[Task to carry out]:
Which lines run from the one containing "Where can you see the rippled" to the end of the entries below? Reproduce them exactly, both ends included.

Saved entries
= Beginning of Section =

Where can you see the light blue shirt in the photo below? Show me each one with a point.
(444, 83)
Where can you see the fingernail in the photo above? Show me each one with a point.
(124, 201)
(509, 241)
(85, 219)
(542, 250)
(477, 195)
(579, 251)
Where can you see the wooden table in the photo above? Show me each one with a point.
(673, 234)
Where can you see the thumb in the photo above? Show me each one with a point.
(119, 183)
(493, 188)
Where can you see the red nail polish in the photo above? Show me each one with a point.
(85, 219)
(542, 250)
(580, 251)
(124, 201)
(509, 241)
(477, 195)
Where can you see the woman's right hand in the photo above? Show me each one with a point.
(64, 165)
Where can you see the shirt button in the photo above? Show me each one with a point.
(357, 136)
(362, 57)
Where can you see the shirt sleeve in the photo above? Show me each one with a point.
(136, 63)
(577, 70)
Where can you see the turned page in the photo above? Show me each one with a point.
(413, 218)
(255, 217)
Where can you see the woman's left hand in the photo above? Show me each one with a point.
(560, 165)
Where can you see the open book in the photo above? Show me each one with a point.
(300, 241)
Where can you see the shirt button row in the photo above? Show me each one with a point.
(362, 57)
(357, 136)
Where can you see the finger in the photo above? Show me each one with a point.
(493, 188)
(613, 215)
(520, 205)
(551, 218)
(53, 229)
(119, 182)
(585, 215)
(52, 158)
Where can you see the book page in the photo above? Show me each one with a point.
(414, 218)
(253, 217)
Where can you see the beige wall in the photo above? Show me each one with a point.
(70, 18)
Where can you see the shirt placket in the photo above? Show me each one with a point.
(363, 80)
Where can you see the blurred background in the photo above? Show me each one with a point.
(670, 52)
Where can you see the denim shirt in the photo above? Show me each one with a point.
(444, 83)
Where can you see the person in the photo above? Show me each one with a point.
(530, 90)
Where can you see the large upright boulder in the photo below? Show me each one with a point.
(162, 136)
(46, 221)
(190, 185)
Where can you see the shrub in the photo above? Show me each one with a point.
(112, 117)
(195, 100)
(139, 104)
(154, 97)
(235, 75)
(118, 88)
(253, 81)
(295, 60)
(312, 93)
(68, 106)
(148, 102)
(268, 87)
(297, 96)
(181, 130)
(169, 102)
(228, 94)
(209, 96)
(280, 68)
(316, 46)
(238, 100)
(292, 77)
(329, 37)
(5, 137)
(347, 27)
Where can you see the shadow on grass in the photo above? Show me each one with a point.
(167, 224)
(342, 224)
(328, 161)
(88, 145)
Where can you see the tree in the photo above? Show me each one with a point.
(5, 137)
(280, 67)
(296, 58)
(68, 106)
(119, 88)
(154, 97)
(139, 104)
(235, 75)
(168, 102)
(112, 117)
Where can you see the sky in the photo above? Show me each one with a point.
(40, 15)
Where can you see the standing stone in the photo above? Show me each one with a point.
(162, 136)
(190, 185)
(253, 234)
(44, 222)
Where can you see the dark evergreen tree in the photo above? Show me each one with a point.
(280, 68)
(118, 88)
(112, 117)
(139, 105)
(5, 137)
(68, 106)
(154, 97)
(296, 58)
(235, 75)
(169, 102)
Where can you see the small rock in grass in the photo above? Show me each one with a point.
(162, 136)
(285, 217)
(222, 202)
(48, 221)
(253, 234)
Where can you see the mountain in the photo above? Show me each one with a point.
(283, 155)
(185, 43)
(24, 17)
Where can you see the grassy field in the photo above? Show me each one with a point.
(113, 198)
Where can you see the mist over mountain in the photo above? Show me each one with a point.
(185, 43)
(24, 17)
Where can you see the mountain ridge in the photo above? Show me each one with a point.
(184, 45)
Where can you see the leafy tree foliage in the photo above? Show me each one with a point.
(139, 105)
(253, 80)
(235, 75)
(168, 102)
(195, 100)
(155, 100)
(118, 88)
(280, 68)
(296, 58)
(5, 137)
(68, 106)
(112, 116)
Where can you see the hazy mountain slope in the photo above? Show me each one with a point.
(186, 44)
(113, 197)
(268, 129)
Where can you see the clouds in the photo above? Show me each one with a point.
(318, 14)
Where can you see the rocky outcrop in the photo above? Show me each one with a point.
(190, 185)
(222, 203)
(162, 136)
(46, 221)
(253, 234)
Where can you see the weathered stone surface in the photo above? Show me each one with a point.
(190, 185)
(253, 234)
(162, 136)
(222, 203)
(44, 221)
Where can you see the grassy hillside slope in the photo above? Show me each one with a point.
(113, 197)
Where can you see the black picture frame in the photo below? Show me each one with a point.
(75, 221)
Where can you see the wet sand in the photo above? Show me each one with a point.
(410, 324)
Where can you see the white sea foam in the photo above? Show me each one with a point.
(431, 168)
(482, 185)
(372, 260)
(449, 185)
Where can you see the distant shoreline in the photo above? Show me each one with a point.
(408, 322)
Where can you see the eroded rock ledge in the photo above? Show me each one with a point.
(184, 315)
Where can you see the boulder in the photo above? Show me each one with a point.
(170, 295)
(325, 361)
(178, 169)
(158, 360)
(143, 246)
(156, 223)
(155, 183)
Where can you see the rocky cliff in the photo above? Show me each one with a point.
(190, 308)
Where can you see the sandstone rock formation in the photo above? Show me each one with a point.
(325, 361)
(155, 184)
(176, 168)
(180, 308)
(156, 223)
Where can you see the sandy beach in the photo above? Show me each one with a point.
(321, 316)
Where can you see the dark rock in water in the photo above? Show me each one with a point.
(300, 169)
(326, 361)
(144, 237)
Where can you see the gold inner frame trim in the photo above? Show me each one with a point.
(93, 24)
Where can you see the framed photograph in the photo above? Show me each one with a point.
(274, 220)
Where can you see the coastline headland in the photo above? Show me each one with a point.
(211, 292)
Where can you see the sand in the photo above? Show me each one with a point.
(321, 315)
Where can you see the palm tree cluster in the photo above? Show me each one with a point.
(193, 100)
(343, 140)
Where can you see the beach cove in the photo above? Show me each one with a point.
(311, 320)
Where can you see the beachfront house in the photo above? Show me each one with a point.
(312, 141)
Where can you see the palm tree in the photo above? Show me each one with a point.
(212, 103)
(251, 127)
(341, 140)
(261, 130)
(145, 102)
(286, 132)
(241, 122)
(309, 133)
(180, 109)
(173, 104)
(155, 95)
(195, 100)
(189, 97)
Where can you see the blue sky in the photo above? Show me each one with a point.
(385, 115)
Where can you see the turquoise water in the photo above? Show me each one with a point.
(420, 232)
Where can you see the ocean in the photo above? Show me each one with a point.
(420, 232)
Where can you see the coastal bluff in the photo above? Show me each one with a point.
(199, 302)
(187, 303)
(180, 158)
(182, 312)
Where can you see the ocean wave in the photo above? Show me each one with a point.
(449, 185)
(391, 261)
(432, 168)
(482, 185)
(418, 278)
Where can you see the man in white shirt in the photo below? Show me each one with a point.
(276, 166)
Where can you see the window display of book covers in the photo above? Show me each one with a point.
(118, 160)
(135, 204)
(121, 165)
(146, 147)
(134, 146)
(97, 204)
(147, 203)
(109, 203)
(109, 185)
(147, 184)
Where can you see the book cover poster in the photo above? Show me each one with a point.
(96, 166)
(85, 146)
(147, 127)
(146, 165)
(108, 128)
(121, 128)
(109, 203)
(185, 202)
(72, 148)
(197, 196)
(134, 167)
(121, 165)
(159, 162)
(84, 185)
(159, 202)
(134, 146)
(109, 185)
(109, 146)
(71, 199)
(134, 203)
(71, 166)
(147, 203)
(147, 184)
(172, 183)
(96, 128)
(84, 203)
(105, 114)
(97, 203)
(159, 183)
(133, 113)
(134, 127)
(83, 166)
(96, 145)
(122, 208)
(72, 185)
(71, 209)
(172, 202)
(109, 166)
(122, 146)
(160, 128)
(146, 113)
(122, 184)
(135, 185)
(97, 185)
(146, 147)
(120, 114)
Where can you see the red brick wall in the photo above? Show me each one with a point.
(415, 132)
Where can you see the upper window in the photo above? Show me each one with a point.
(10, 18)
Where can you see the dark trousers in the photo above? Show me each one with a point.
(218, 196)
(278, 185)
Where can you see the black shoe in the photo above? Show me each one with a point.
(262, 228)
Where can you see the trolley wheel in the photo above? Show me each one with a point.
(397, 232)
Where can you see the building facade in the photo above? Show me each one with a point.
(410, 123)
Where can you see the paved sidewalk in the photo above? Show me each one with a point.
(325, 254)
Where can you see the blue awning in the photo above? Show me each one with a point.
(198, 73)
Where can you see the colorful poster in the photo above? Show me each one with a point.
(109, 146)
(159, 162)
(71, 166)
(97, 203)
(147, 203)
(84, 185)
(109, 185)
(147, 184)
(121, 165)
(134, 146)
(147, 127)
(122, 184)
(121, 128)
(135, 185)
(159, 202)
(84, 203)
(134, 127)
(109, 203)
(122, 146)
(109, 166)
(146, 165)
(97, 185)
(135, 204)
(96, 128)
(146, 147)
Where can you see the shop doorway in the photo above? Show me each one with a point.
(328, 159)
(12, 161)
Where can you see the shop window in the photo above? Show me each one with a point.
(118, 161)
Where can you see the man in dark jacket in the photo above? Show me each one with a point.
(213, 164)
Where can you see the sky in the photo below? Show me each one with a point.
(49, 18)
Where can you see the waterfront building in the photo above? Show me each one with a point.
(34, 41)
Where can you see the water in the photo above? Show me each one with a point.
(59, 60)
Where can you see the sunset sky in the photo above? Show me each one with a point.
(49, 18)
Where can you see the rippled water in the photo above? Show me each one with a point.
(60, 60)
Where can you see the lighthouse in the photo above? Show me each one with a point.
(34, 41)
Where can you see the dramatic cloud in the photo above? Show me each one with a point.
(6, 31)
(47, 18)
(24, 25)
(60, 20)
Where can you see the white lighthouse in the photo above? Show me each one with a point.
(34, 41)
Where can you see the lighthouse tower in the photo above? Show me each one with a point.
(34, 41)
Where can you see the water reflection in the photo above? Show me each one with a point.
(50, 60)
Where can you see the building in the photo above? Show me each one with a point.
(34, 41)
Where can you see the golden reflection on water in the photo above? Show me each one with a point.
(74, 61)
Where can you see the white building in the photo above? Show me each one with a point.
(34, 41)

= End of Section =

[Exercise response]:
Where can you see the rippled water in the photo above? Show me each one with a point.
(60, 60)
Where can you see the lighthouse in the photo above? Show me each one with a point.
(34, 41)
Where can you see the dramatic cloud in the photo above? Show me each one with a point.
(6, 31)
(47, 18)
(24, 25)
(60, 20)
Where can you see the white lighthouse in the photo above? Show me each one with a point.
(34, 41)
Where can you see the lighthouse tower in the photo above? Show me each one with a point.
(34, 41)
Where can you see the water reflection in the photo above? Show me each one with a point.
(50, 60)
Where can you see the building in the photo above? Show me each one with a point.
(34, 41)
Where can you see the golden reflection on water in the photo above? Show me each one with a point.
(74, 61)
Where can you see the white building in the photo above? Show me each one with a point.
(34, 41)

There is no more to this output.